DOCUMENT SECTION:
Download the data. Unzip it where the Python interpreter can find it. If using Jupyter make sure to set the working folder and then provide the path to the data folder.

import dask.bag as db
b = db.read_text('data/*.json').map(json.loads)
b
b.take(2)  # shows the first two entries
c=b.filter(lambda record: record['age'] > 30)
c.take(2)
b.count().compute()

Exercise Run the above example. Why does the expression b not show any values?

Xarray

Xarray is a project that extends Pandas dataframes to more than two dimensions. It is able to use Dask invisibly to the user, with some additional keywords.

>>>import xarray as xr
>>>ds = xr.tutorial.open_dataset('air_temperature',
                              chunks={'lat': 25, 'lon': 25, 'time': -1})
>>>da = ds['air']
>>>da

The result shows the chunks layout but not the actual data. Without the chunks argument when the dataset was initiated, we would have an ordinary Xarray dataset.

Xarray is particularly well suited to geophysical data in the form of NetCDF files, but can also handle HDF5 and text data.

Dask and Machine Learning

Machine learning is beyond our scope here, but we will make a few comments. Dask can integrate with scikit-learn in the form of Dask-ML.

>>>import numpy as np
>>>import dask.array as da
>>>from sklearn.datasets import make_classification
>>>X_train, y_train = make_classification(
       n_features=2, n_redundant=0, n_informative=2,
       random_state=1, n_clusters_per_class=1, n_samples=1000)
>>>X_train[:5]
>>>N = 100
>>>X_large = da.concatenate([da.from_array(X_train, chunks=X_train.shape)
                             for _ in range(N)])
>>>y_large = da.concatenate([da.from_array(y_train, chunks=y_train.shape)
                             for _ in range(N)])
>>>X_large
>>>from sklearn.linear_model import LogisticRegressionCV
>>>from dask_ml.wrappers import ParallelPostFit
>>>clf = ParallelPostFit(LogisticRegressionCV(cv=3), scoring="r2")
>>>clf.fit(X_train, y_train)
>>>y_pred = clf.predict(X_large)
>>>y_pred
>>>clf.score(X_large, y_large)

Dask can also be used with Pytorch. See the documentation for an example.

MPI

The most widely used general-purpose communications library for distributed parallelization is MPI, the Message Passing Interface.

MPI works on multicore systems as well as multinode, but the programming model is still different from threads.

In MPI each process has an ID called its rank. Ranks are numbered from 0 to n-1, for n processes. Each process runs completely independently. No process shares memory with any other process whether running on the same node or not. All communications occur over the network. To use MPI the programmer must manage the distribution of the data to different processes and the communication among the processes.

EXERCISE TASK A:
Answer these questions about the Dask tutorial excerpt:
(i) In MPI, what range are the ranks numbered across for n processes?
(ii) What kind of files is Xarray said to be particularly well suited to?
(iii) In what form can Dask integrate with scikit-learn?
The text and the records were taken from unrelated sources.

DATA LINES:
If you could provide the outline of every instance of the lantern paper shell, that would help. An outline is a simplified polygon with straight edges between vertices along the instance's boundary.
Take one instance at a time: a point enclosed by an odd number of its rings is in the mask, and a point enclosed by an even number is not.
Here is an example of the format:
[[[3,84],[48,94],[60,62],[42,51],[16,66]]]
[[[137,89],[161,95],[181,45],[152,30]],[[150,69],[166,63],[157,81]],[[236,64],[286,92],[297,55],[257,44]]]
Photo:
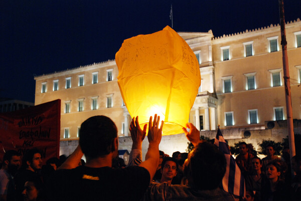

EXERCISE TASK B: Edit the part of the records that opens with their first line and closes with the line containing "Take one instance", replacing "rings" with "loops" and leaving everything else unchanged. Return only those lines.

TASK OUTPUT A:
(i) From 0 to n-1.
(ii) Geophysical data in the form of NetCDF files.
(iii) Dask-ML.

TASK OUTPUT B:
If you could provide the outline of every instance of the lantern paper shell, that would help. An outline is a simplified polygon with straight edges between vertices along the instance's boundary.
Take one instance at a time: a point enclosed by an odd number of its loops is in the mask, and a point enclosed by an even number is not.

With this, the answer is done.